• **Problem statement**
Reproduce the entries shown below only from the line with "Target: bare tree" down to the line with "Target: white window frame", keeping both end lines and copying each one exactly.

━━━ Given information ━━━

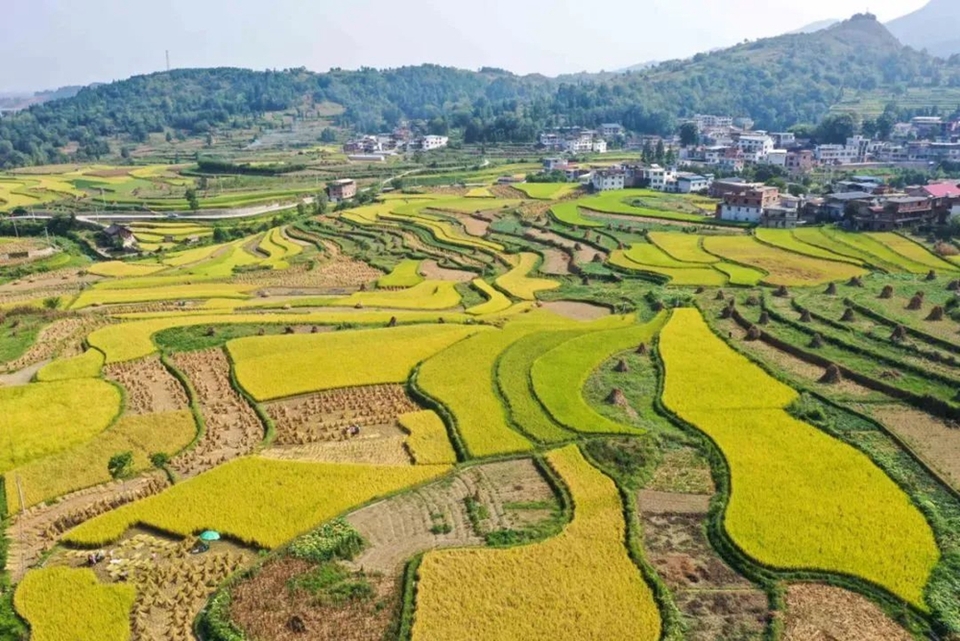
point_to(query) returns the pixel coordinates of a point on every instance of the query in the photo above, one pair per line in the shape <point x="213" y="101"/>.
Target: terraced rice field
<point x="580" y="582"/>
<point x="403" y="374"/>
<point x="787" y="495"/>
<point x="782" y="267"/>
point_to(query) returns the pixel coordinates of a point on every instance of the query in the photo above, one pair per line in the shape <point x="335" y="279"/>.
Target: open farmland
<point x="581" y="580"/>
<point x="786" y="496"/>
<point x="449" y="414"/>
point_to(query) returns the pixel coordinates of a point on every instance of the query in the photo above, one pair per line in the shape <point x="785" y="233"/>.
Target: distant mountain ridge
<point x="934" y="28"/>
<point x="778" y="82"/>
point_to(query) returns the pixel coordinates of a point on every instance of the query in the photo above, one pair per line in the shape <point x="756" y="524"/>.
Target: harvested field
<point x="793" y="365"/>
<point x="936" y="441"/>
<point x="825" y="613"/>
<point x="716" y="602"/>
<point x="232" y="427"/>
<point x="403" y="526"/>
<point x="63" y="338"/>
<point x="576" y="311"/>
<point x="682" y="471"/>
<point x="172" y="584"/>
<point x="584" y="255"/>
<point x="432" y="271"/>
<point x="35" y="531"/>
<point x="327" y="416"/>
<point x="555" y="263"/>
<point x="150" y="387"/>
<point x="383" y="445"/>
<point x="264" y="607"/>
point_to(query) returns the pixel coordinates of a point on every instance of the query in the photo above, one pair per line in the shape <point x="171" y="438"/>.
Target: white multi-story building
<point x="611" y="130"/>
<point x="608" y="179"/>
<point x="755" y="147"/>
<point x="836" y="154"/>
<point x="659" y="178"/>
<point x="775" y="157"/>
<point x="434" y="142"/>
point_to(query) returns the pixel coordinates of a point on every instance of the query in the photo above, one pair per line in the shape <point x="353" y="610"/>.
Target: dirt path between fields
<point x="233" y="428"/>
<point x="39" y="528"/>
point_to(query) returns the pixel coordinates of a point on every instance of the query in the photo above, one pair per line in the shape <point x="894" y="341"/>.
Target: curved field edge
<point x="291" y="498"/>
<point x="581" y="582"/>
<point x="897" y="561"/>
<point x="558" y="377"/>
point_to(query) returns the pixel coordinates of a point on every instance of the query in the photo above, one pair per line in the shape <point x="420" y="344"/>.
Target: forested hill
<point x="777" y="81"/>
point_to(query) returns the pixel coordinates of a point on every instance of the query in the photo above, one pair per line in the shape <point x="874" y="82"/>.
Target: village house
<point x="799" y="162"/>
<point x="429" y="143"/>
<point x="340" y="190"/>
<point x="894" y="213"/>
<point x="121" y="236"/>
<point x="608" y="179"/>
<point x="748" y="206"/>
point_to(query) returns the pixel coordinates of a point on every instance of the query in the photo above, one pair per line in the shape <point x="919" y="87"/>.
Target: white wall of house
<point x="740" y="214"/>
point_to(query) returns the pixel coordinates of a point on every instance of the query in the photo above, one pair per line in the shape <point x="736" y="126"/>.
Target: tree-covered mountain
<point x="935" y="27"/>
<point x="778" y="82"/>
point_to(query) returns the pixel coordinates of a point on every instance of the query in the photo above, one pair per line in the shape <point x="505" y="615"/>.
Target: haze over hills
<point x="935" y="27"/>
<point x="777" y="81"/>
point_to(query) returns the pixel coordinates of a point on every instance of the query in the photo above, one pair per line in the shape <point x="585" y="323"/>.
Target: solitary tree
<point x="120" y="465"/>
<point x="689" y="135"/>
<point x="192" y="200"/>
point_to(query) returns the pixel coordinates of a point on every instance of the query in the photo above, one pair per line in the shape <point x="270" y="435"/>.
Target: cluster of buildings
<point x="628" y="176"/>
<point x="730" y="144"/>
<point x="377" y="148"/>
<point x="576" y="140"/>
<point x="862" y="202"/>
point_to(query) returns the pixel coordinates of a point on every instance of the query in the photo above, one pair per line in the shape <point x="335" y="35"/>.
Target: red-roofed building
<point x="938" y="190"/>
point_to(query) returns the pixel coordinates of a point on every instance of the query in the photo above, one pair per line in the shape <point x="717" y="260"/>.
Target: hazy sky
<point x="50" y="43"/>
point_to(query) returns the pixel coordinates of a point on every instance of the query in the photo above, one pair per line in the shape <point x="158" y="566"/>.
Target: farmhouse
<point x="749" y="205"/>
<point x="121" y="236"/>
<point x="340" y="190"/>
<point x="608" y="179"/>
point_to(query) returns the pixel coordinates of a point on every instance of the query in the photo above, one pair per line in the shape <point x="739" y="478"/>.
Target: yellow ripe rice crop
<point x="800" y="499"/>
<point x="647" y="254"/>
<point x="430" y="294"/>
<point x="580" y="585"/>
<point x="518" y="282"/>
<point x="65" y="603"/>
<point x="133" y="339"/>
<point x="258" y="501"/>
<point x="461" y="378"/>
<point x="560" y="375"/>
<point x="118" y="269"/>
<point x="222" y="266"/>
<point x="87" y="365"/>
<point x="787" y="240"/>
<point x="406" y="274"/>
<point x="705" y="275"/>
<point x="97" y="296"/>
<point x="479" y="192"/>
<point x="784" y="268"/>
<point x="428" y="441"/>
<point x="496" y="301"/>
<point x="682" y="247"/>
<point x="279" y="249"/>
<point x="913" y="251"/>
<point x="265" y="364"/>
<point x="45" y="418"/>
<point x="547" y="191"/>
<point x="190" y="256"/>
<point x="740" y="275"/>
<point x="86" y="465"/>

━━━
━━━ Given information ━━━

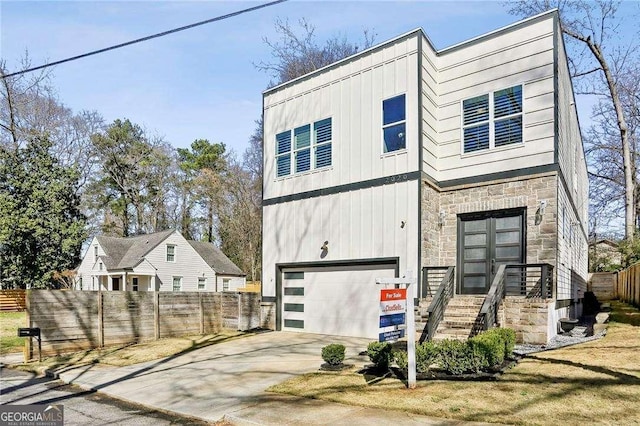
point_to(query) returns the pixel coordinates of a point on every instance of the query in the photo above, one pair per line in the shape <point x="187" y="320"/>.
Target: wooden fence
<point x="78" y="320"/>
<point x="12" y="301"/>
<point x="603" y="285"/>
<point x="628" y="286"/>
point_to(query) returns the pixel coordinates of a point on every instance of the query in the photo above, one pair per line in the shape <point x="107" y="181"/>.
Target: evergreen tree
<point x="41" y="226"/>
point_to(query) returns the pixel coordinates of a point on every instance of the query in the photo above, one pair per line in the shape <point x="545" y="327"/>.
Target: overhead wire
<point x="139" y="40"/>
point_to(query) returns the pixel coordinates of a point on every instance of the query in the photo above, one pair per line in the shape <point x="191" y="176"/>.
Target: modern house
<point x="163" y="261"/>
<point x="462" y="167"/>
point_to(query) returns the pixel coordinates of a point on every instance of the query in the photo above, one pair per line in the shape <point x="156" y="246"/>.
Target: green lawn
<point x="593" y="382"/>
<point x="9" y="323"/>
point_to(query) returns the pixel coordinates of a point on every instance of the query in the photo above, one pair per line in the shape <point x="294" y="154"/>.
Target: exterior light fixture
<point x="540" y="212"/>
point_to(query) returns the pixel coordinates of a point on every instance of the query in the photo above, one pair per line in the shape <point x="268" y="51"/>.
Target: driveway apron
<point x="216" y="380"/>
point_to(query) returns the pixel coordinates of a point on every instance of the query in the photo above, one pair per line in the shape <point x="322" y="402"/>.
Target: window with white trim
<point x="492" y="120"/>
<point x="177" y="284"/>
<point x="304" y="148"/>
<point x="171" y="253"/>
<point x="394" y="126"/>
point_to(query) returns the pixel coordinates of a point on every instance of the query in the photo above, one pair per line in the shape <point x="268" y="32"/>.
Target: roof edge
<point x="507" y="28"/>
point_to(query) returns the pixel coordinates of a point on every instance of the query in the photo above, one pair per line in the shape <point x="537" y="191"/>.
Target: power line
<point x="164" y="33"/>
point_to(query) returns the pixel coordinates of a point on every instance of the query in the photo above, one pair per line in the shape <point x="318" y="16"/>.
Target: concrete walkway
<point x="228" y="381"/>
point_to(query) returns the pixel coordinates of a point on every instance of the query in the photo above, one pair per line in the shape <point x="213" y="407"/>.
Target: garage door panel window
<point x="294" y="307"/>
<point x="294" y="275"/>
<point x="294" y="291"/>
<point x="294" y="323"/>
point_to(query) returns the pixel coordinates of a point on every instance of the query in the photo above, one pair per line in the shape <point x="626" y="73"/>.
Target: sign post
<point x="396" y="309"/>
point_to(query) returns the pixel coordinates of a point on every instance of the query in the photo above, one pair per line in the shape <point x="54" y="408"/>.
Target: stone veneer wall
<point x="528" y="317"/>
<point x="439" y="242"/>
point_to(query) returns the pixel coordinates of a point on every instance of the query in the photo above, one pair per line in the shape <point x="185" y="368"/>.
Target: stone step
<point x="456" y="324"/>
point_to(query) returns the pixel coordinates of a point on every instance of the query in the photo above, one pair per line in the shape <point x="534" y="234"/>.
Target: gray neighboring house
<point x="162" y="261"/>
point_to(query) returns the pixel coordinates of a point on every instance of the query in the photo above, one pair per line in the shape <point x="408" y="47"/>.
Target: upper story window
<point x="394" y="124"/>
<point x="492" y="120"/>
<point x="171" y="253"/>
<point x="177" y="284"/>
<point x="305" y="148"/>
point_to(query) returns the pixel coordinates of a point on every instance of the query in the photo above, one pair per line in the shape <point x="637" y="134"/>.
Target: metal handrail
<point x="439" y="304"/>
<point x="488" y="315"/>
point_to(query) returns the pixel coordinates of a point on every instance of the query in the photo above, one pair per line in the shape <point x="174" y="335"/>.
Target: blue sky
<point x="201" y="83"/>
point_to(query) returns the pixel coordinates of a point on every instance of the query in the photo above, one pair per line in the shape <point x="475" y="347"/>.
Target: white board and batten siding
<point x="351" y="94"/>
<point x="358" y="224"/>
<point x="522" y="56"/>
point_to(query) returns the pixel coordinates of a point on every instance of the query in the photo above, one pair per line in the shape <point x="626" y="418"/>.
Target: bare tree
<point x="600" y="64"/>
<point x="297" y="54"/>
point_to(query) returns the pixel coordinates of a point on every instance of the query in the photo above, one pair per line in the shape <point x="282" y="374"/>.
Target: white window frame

━━━

• **Answer section**
Target: bare tree
<point x="600" y="64"/>
<point x="297" y="54"/>
point_to(query) returns the pixel coordinates of a point on every instance of the query in the photo above, one pair per line in the shape <point x="282" y="374"/>.
Target: white window frame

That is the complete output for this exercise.